• **Task instructions**:
Please transcribe the entries exactly and omit the images they contain.

Segment Start: Exercise material

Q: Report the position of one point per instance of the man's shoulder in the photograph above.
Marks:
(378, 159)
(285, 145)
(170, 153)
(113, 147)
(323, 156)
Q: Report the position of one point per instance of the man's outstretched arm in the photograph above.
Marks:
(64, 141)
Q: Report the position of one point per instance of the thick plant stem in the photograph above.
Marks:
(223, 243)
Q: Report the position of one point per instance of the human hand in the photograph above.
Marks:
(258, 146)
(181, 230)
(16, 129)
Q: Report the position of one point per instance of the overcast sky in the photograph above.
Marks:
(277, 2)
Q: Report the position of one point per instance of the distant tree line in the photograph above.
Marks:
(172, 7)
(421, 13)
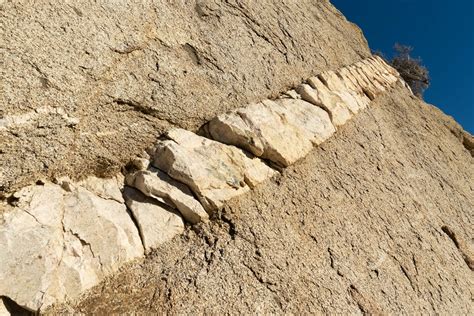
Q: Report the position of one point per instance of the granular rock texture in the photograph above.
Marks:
(87, 85)
(378, 219)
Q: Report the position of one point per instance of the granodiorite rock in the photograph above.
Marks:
(156, 184)
(157, 224)
(352, 99)
(105, 188)
(3, 309)
(369, 76)
(214, 171)
(282, 131)
(369, 89)
(58, 243)
(318, 94)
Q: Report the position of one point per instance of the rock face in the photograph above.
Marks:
(88, 233)
(318, 94)
(57, 243)
(282, 131)
(156, 223)
(88, 86)
(156, 184)
(214, 171)
(376, 220)
(85, 233)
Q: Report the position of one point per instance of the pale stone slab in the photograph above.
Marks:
(157, 224)
(363, 82)
(312, 121)
(105, 188)
(156, 184)
(318, 94)
(337, 86)
(372, 78)
(57, 243)
(282, 131)
(292, 94)
(3, 309)
(214, 171)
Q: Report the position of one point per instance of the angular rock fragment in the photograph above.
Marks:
(282, 131)
(104, 225)
(3, 309)
(214, 171)
(370, 76)
(156, 184)
(156, 223)
(292, 94)
(337, 86)
(58, 243)
(380, 76)
(363, 82)
(105, 188)
(318, 94)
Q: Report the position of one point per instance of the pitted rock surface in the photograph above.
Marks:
(157, 223)
(214, 171)
(282, 131)
(56, 244)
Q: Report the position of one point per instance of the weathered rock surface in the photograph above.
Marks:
(3, 309)
(354, 101)
(57, 243)
(282, 131)
(104, 188)
(157, 224)
(156, 184)
(318, 94)
(214, 171)
(376, 220)
(123, 72)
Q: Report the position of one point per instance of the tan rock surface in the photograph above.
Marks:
(57, 243)
(282, 131)
(356, 227)
(157, 224)
(350, 96)
(124, 71)
(156, 184)
(214, 171)
(3, 309)
(318, 94)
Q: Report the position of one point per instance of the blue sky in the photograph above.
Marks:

Segment End: Exercise material

• **Output of the task**:
Q: Report the position of one point per instance of the man's shoulder in the photograph above.
Marks:
(378, 159)
(285, 145)
(170, 153)
(113, 147)
(323, 156)
Q: Report the position of one point per instance of the man's outstretched arm in the photograph above.
Marks:
(64, 141)
Q: Report the position of one point per instance of the thick plant stem in the photograph above.
Marks:
(223, 243)
Q: Report the position of one point per instance of the human hand in the photograph above.
Marks:
(258, 146)
(181, 230)
(16, 129)
Q: Report the position of one point per instance of the overcast sky in the photograph above.
Marks:
(277, 2)
Q: Report the position of one point per instance of the distant tree line in the photograph above.
Marks:
(172, 7)
(421, 13)
Q: Report the position of one point per instance of the granular rock texture in the photograph above.
Marks:
(87, 85)
(378, 219)
Q: Report the position of one point per instance of the granodiorite rock in the photograph above.
Marks:
(156, 184)
(157, 224)
(352, 99)
(105, 188)
(3, 309)
(369, 76)
(214, 171)
(282, 131)
(369, 89)
(58, 243)
(318, 94)
Q: Report the position of one point per instance of the rock face in the photograph above.
Marks:
(88, 233)
(318, 94)
(57, 243)
(282, 131)
(156, 223)
(88, 86)
(156, 184)
(214, 171)
(376, 220)
(85, 233)
Q: Report the position of one point per instance of the pale stone slab in the photograph above.
Marks:
(157, 224)
(363, 82)
(312, 121)
(105, 188)
(156, 184)
(318, 94)
(337, 86)
(372, 78)
(57, 243)
(282, 131)
(292, 94)
(3, 309)
(214, 171)
Q: Report the position of one point per instance of the angular rock fragment in the photograph above.
Marks:
(282, 131)
(104, 225)
(3, 309)
(214, 171)
(370, 76)
(156, 184)
(156, 223)
(292, 94)
(337, 86)
(58, 243)
(380, 76)
(363, 82)
(105, 188)
(318, 94)
Q: Report the position of one point per instance of the pitted rock surface in the photograph above.
Marks:
(157, 223)
(214, 171)
(282, 131)
(56, 244)
Q: Report the position of one point per instance of the weathered rock surface in the photograph above.
Marks:
(3, 309)
(354, 101)
(57, 243)
(282, 131)
(104, 188)
(157, 224)
(156, 184)
(318, 94)
(214, 171)
(376, 220)
(123, 72)
Q: Report the position of one point per instance of the tan rock surface in the photograph above.
Marks:
(57, 243)
(282, 131)
(356, 227)
(157, 224)
(350, 96)
(124, 71)
(156, 184)
(214, 171)
(3, 309)
(318, 94)
Q: Report the position of one point per instance of the blue sky in the photograph above.
Marks:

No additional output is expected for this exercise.